### BRIEF:
Give every entry again, word for word and in full.

Stored items from a collection:

-- START --

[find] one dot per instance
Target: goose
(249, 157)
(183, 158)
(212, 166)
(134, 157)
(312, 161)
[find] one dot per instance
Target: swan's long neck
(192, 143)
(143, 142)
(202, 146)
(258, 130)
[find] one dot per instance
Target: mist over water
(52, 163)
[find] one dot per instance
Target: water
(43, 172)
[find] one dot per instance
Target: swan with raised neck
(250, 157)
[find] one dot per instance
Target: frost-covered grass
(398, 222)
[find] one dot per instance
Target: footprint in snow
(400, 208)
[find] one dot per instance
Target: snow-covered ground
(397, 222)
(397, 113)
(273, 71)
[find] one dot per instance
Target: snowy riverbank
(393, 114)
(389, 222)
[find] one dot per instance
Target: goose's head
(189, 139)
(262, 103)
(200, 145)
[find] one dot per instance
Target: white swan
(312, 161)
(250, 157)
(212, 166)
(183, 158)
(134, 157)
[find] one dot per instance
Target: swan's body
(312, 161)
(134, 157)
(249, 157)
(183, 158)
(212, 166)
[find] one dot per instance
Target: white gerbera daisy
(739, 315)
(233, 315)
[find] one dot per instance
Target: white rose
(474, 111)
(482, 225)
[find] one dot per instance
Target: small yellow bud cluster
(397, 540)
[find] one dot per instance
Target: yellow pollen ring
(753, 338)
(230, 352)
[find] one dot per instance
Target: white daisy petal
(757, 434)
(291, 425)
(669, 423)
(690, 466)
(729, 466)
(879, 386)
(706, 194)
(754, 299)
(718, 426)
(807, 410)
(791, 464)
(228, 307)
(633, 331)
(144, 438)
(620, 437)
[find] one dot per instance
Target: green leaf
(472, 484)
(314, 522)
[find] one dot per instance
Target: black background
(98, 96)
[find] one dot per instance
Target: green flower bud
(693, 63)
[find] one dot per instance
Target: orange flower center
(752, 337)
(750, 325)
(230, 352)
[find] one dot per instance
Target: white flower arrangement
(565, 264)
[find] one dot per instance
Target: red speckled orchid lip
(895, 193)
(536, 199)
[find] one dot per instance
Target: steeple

-- END --

### PROBLEM SOLUTION:
[find] one dot per instance
Target: goose
(249, 157)
(183, 158)
(212, 166)
(134, 157)
(312, 161)
[find] one dot per instance
Target: swan's long neck
(192, 143)
(143, 142)
(202, 146)
(258, 130)
[find] one dot per instance
Target: mist over water
(52, 163)
[find] one dot per instance
Target: water
(43, 172)
[find] one dot per instance
Target: swan with raised neck
(250, 157)
[find] one dot per instance
Target: frost-covered grass
(398, 222)
[find] one dot per instance
Target: footprint in snow
(400, 208)
[find] one dot per instance
Target: snow-covered ground
(397, 222)
(397, 113)
(273, 71)
[find] one dot per instance
Target: snowy riverbank
(393, 114)
(389, 222)
[find] one dot per instance
Target: goose's head
(189, 139)
(262, 103)
(200, 145)
[find] one dot per instance
Target: white swan
(312, 161)
(250, 157)
(212, 166)
(183, 158)
(134, 157)
[find] one dot per instance
Target: swan's body
(312, 161)
(134, 157)
(249, 157)
(183, 158)
(212, 166)
[find] one dot per instance
Target: white gerbera daisy
(739, 315)
(233, 315)
[find] one dot per instance
Target: white rose
(474, 111)
(482, 225)
[find] one dot per instance
Target: small yellow bud cluster
(397, 540)
[find] one dot per instance
Target: yellow pollen ring
(753, 338)
(230, 352)
[find] one dot per instance
Target: white daisy petal
(757, 434)
(291, 425)
(669, 423)
(690, 466)
(729, 466)
(879, 386)
(706, 194)
(754, 299)
(718, 426)
(807, 410)
(791, 464)
(228, 307)
(633, 331)
(144, 438)
(620, 437)
[find] one dot per instance
Target: green leaf
(472, 484)
(314, 522)
[find] one dot per instance
Target: black background
(98, 96)
[find] one dot per instance
Target: green flower bud
(693, 63)
[find] one dot per instance
Target: orange flower center
(752, 337)
(750, 325)
(230, 352)
[find] one dot per instance
Target: white flower arrangement
(565, 264)
[find] one dot per instance
Target: red speckled orchid lip
(895, 193)
(536, 199)
[find] one dot per instance
Target: steeple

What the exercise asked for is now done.